(Stored data)
**********
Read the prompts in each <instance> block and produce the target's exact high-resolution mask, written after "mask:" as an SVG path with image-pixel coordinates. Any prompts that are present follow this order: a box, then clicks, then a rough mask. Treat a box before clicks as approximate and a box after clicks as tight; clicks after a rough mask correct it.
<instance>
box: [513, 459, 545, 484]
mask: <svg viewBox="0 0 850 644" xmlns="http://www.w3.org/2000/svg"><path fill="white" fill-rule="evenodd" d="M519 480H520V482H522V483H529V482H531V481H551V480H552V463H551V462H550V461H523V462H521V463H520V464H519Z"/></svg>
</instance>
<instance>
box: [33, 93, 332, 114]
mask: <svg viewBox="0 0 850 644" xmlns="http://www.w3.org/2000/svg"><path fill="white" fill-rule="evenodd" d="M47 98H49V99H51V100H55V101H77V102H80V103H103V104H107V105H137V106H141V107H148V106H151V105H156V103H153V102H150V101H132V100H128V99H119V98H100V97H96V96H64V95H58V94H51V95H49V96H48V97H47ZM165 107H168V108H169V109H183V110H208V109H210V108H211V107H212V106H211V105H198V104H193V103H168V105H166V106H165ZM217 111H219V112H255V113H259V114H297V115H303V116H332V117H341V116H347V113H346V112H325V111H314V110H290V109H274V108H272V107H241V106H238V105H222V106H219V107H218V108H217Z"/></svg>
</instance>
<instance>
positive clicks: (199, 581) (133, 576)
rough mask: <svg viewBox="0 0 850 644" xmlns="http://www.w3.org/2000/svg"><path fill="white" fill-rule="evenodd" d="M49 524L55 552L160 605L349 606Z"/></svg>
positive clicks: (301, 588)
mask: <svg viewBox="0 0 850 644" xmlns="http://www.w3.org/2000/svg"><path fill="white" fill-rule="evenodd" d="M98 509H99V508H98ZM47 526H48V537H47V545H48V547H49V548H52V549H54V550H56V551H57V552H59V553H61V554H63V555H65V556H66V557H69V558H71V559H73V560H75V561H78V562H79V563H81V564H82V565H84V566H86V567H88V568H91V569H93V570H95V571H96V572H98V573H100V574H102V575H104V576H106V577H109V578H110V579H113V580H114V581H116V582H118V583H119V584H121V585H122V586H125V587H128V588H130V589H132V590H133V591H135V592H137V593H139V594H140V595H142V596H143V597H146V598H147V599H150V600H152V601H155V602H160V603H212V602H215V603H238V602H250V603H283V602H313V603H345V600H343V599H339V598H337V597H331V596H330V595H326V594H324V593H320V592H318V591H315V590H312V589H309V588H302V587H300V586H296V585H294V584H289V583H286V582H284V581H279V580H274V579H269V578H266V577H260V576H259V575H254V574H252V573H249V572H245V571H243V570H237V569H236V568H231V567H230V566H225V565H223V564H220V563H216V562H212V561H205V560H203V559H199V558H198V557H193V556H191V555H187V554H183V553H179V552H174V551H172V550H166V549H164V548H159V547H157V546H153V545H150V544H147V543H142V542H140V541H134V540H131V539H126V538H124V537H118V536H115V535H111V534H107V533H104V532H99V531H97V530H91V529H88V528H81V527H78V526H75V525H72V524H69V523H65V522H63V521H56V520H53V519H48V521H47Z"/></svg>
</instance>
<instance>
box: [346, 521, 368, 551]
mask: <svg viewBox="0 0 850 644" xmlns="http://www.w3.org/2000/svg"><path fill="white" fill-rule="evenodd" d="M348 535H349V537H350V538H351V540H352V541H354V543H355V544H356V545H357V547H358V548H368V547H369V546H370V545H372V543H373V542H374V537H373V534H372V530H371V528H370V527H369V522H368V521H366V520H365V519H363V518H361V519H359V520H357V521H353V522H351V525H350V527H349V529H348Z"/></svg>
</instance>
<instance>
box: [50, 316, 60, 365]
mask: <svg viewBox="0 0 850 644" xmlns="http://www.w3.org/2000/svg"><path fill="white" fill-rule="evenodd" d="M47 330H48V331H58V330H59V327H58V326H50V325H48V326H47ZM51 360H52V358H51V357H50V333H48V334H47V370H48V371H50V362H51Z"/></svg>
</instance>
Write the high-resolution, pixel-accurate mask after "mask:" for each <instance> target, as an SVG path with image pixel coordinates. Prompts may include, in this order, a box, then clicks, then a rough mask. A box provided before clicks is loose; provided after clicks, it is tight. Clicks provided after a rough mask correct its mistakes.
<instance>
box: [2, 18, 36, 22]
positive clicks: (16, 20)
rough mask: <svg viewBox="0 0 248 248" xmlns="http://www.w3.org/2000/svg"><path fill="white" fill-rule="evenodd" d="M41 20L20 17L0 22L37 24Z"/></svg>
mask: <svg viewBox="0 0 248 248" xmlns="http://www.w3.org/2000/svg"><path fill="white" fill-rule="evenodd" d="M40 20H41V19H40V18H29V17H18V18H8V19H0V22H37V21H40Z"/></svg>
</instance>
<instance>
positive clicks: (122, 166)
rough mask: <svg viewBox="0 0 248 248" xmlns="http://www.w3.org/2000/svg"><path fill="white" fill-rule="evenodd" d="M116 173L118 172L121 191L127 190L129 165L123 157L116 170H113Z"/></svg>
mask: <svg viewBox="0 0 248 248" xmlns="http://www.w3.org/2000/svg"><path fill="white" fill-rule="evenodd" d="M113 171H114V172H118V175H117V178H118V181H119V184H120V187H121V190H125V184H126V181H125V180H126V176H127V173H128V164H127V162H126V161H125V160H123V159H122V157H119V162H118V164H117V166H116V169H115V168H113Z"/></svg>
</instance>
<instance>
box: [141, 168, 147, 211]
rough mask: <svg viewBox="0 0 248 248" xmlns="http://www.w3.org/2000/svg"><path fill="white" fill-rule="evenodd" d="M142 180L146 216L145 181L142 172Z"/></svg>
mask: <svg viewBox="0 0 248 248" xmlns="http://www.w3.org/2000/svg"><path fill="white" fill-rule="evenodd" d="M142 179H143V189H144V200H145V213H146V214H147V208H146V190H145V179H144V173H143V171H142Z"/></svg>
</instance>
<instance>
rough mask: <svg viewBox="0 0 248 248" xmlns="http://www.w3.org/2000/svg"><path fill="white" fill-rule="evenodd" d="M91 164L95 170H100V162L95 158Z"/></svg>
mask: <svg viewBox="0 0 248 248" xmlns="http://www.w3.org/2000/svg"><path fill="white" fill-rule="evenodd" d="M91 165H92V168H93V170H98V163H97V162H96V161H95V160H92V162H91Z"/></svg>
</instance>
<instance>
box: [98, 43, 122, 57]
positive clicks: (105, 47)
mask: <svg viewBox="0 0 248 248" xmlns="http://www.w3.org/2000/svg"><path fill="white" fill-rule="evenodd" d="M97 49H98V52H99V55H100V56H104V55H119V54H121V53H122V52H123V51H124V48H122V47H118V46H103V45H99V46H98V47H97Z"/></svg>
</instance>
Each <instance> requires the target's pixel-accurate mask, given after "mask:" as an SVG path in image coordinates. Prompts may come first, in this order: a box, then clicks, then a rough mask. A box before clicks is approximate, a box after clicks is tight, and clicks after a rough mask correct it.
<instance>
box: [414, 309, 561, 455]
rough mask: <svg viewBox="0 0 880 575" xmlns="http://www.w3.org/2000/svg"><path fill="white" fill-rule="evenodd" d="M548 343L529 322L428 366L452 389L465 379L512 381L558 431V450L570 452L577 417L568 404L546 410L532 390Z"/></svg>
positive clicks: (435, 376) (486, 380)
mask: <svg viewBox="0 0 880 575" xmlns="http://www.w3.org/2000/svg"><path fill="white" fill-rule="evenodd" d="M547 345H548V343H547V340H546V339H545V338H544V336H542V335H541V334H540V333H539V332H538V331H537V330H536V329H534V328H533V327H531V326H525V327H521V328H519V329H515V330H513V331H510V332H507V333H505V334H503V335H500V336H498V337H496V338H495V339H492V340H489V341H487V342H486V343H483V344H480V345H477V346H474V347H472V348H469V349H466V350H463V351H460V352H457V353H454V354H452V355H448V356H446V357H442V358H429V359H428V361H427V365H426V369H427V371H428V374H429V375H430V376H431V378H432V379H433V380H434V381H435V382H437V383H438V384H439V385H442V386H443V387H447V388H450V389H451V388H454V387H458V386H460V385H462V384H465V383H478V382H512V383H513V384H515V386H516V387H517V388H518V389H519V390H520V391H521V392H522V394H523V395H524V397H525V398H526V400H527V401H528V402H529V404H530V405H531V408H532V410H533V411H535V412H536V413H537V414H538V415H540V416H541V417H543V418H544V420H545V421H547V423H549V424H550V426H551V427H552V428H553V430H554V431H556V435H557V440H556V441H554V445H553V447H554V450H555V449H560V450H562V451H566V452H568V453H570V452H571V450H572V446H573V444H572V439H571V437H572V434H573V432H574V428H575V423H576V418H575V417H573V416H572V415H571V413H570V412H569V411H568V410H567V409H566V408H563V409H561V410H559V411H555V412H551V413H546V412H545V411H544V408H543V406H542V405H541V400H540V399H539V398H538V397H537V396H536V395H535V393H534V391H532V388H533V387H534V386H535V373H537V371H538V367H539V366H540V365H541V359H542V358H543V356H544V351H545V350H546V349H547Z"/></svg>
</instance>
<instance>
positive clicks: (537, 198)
**********
> _Problem details_:
Taking the entries above, print exactly the lines starting at the line with "box: [414, 309, 561, 455]" and ending at the line with "343L529 322L428 366L452", both included.

> _Task output_:
box: [414, 309, 561, 455]
rough mask: <svg viewBox="0 0 880 575" xmlns="http://www.w3.org/2000/svg"><path fill="white" fill-rule="evenodd" d="M548 343L529 322L428 366L452 389L465 379L512 381L558 431V450L570 452L577 417L568 404L546 410L532 390Z"/></svg>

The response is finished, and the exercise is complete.